— Task list —
1. Summarize the text in two sentences.
2. Transcribe the portion of the text from "A giant dragonfly, hunting" to "landed in Topeka.".

A giant dragonfly, hunting giant mosquitoes
There was a group paragliding off the cape and we observed them practicing their craft, riding the wind currents like giant dragonflies. Cape Blanco is renown for high winds and holds the record for the highest recorded wind speed in Oregon; the record being 179 miles per hour on what surely must have been a memorable day in 1964 for all the wrong reasons. Don't think the paragliders of the time were riding wind currents on that particular day. If they were, they probably landed in Topeka.

City on a hill
A steep and muddy track down the south face of the cape dropped us on the beach. Fortunately, we all remained upright on the descent, although there were a few near misses. A pointy spire with the descriptive name of Needle Rock marked the start of the next segment of beach walking. I'm not sure why sand is piling up against the imposing cliffs here but perhaps rising sea level is the culprit. My little theory is that the rising ocean is bringing more sand onto the beach and because of the cliffs, the sand has nowhere to go. Trapped between surf and cliff, the sand unhappily accumulates at the base of the cliff. At any rate, the damp sand had been eroded by wind, surf, rain, and sun; the resulting formations were amazing, resembling so many ancient cities carved into mountains.

Deep, dark woods
Less than a mile later, we arrived at the driftwood pile where the Cape Blanco Campground road met the beach, and that was our cue to leave all the sand behind, and burning leg muscles were grateful. But not so fast, leg muscles, you still have a short but steep climb yet to perform. The paved roadway climbed briskly to the top of the coastal bluffs, the keyword being "up". Fortunately, the uphill grade mellowed out a bit when steep pavement was exchanged for mostly level dirt-treaded Oregon Coast Trail. The OCT threaded its way through a dense and dark forest before abruptly spitting us out into the bright sunshine atop the bluffs.

Dataset excerpts
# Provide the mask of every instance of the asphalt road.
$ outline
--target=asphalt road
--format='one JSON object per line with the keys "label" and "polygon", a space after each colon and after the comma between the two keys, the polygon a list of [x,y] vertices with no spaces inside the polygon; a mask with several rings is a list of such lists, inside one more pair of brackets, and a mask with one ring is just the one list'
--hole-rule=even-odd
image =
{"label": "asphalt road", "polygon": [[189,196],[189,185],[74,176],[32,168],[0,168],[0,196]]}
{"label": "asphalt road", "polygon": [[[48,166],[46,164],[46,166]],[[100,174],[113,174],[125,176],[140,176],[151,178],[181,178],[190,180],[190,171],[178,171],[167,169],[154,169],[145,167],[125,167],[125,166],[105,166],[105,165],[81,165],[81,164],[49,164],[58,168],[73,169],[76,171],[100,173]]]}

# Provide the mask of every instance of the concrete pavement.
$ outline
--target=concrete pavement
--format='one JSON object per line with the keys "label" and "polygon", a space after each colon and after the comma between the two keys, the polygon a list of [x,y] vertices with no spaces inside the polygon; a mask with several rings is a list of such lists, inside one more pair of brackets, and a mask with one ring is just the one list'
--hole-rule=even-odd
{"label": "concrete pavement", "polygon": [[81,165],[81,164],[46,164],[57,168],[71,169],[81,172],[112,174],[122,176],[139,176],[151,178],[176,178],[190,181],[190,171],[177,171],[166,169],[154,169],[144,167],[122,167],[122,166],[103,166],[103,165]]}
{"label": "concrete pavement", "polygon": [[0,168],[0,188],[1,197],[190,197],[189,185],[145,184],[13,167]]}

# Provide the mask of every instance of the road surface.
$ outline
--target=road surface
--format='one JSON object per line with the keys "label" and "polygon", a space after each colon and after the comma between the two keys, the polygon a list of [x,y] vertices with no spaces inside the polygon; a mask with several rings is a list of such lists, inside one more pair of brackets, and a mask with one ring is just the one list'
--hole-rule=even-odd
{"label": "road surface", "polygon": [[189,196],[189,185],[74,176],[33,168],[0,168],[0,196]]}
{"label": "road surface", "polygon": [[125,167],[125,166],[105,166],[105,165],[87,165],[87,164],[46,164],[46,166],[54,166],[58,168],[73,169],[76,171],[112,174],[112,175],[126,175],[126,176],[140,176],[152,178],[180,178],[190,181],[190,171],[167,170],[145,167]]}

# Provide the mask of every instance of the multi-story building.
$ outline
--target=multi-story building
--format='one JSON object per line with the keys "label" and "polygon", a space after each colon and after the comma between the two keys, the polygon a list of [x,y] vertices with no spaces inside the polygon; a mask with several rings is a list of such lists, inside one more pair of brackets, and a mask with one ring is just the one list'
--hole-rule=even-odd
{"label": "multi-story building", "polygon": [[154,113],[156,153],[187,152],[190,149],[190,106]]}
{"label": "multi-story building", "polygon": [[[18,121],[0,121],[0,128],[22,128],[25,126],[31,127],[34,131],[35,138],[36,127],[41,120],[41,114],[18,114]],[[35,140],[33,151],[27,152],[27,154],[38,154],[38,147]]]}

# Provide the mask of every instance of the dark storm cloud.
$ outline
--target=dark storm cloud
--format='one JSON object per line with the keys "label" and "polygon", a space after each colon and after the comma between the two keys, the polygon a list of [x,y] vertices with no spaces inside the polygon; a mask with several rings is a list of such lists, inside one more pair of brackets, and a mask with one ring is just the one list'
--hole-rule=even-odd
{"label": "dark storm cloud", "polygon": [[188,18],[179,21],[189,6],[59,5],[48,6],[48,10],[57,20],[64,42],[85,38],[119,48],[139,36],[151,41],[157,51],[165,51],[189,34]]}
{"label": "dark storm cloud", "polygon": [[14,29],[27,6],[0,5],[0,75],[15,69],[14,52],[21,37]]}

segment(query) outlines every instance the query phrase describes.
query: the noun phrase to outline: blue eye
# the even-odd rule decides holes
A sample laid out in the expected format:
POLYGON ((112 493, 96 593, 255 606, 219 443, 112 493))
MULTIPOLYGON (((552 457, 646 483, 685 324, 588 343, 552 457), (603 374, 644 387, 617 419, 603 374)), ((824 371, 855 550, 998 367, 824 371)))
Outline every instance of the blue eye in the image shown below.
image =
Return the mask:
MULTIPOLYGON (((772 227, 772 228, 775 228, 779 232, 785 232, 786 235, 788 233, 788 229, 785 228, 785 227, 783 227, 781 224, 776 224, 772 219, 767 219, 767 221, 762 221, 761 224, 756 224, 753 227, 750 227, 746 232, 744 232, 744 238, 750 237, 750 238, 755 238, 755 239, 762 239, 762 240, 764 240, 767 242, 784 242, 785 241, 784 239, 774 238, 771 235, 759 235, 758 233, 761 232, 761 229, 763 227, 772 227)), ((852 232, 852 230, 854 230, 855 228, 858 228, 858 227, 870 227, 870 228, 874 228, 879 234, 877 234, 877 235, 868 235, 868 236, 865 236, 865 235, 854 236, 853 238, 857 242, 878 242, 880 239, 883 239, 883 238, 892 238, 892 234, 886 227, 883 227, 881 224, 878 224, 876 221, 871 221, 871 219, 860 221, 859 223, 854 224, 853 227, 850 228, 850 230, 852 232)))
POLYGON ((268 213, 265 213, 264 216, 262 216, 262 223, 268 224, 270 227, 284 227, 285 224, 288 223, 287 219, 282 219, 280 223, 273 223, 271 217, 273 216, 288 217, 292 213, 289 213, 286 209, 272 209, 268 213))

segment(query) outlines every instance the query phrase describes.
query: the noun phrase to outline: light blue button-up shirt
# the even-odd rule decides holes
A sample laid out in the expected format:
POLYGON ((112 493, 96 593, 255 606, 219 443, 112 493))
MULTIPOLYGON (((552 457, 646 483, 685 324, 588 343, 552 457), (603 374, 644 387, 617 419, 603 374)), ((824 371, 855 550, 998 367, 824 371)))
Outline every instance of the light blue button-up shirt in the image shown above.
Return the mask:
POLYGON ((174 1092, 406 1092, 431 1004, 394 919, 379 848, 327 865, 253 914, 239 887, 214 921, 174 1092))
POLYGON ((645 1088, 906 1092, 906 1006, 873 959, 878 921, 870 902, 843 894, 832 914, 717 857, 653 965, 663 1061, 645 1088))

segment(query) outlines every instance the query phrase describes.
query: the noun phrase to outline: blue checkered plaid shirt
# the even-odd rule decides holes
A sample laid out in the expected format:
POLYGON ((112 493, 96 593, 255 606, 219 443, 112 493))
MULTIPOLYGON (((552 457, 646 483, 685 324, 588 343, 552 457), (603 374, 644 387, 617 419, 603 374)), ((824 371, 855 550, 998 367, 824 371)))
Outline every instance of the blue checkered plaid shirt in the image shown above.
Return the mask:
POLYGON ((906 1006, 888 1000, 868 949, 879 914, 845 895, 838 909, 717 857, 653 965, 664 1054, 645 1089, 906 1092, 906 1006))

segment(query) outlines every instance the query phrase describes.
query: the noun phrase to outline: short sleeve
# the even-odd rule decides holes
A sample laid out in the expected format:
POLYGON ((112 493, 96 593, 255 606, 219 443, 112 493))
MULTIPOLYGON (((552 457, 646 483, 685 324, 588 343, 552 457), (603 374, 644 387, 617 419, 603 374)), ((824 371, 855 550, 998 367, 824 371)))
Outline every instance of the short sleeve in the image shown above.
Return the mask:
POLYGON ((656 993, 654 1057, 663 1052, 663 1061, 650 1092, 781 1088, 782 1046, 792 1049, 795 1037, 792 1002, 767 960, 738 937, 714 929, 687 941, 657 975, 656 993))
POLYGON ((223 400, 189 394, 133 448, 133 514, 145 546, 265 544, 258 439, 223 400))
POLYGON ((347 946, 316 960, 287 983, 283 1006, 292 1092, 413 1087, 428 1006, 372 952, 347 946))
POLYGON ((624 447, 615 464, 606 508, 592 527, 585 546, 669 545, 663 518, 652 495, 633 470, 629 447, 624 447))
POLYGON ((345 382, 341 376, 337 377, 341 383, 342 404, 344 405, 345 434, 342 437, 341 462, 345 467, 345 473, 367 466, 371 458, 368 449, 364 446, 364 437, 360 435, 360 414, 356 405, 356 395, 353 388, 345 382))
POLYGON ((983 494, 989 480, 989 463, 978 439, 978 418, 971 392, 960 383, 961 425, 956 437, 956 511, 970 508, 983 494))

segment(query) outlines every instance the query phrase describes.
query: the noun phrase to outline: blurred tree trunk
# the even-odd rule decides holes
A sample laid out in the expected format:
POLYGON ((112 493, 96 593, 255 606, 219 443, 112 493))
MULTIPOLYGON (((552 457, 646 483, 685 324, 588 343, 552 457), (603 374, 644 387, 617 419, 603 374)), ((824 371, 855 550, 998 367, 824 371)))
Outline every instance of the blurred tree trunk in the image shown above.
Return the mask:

— Exercise results —
1. A group watched paragliders ride the wind currents off Cape Blanco, which is known for high winds and holds Oregon's record wind speed of 179 miles per hour, set in 1964. The group then descended a steep, muddy track to a beach where eroded sand formations resembled ancient cities, left the sand where the Cape Blanco Campground road met the beach, and climbed by paved road and the Oregon Coast Trail through a dark forest to the top of the bluffs.

2.
A giant dragonfly, hunting giant mosquitoes
There was a group paragliding off the cape and we observed them practicing their craft, riding the wind currents like giant dragonflies. Cape Blanco is renown for high winds and holds the record for the highest recorded wind speed in Oregon; the record being 179 miles per hour on what surely must have been a memorable day in 1964 for all the wrong reasons. Don't think the paragliders of the time were riding wind currents on that particular day. If they were, they probably landed in Topeka.